**SUPPLIED PASSAGE**
--- START ---
Where is the challenge, the robust scrutiny? MSPs aren’t commentators, or bystanders. They are elected to be our representatives, to lead us and to make good law that protects and upholds all that we perceive to be right and just. That is their fundamental duty and not one to be farmed out.

Yet, at the stage one debate on the reform of the Gender Recognition Act, what was striking was that despite all the toxicity this bill has engendered, absolutely no one in the Scottish Parliament disagreed on the principle that reform is needed. That should be celebrated. What a consensual foundation for building on to make for good policy and effective law!

But what was equally clear was those fundamental issues that have existed from the start, around unintended legal consequences, of women’s safety, and the wider child protection issues around the lowering of age at which someone could apply for a gender recognition certificate and, effectively, legally change their sex in the eyes of the law, remain a problem for many. These should have been resolved before we ever got to this stage.

The fact is that, despite the consultations, delays, an election, and a detail-light manifesto that spoke of ‘reform’, coupled with the single but repeated and unevidenced assertion by the FM that there is no threat to women and girls, this SNP government has singularly failed to address in any detail its critics. 

And if the Scottish Government believed its own rhetoric, that the move to self-ID for trans people was simply an administrative change that would affect only trans people, then surely now they must see that they have seriously misjudged the self-harm that their naivety, and the vacuum they have created, has inflicted.

The significance of the rebellion should not be underestimated in terms of what it says about Nicola Sturgeon’s style of leadership and whether this is just the beginning of an unravelling of the SNP’s iron grip on power

Prior to last year’s election, more than half of Sturgeon’s ministerial team privately admitted to me that the proposed reforms were a mess and unlikely to stand up to legal challenge, never mind get through the committees [on that they underestimated the power of group think].
--- END ---
**DATASET CONTENT**
--- START ---
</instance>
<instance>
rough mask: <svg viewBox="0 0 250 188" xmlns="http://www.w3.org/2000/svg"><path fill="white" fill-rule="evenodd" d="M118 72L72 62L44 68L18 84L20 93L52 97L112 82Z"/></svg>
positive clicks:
--- END ---
**PROBLEMS AND TASKS**
1. In the piece on Gender Recognition Act reform, what fundamental issues does the writer say have existed from the start? List each one.
2. Extend the piece on Gender Recognition Act reform, picking up after its last sentence.
The data has nothing to do with the piece on Gender Recognition Act reform.

**RESPONSES PER TASK**
1.
- Unintended legal consequences
- Women's safety
- The wider child protection issues around lowering the age at which someone could apply for a gender recognition certificate and, in effect, legally change their sex in the eyes of the law

2.
One told me the hope was the pandemic would overtake events and any bill would, at the very least, be kicked into the long grass. And for many of them, retirement from frontline politics was the reprieve that excused them from having to wrestle with their conscience and avoid giving in to cowardice.

And when the first minister chose, on the eve of last year’s budget, coincidentally on the grim anniversary of the first case of Covid to be identified in Scotland, a pandemic which by then had impacted every household in Scotland, upended livelihoods, cut lives short, and put the NHS under unprecedented strain, to speak directly to young activists threatening to leave the party over alleged transphobia, rather than focus her energies on the £50bn that her finance secretary was about to allocate to public services for the good of all, she sent out a clear message about where her priorities lay, and who and what she was willing to sacrifice, in newspaper headlines alone, in pursuit of a gender-reform agenda that, frankly, she either didn’t properly understand or whose consequences she chose to ignore.

The vote at stage one should, of course, have been a free vote but the SNP did not have the courage of its convictions. There were nine rebels this time, but I have rarely heard so much disquiet since, only fuelled by the first minister’s discourteous and disingenuous response to the resignation of her community safety minister, which publicly exposed a brittleness seldom seen outside the confines of her own private domain.

Sometimes, it is you that must bend with the arc of history and the first minister might care to reflect on her own words when, as deputy SNP leader in 2006 when Malcolm Chisholm resigned from the Labour government on a point of principle over Trident, she said: “Only two weeks ago, Mr McConnell told all MSPs to act with their conscience and now it appears that he cannot stand to have anyone with integrity in his own Cabinet.”

As Professor James Mitchell observes in later pages of this publication, there are none so blind as those who will not see.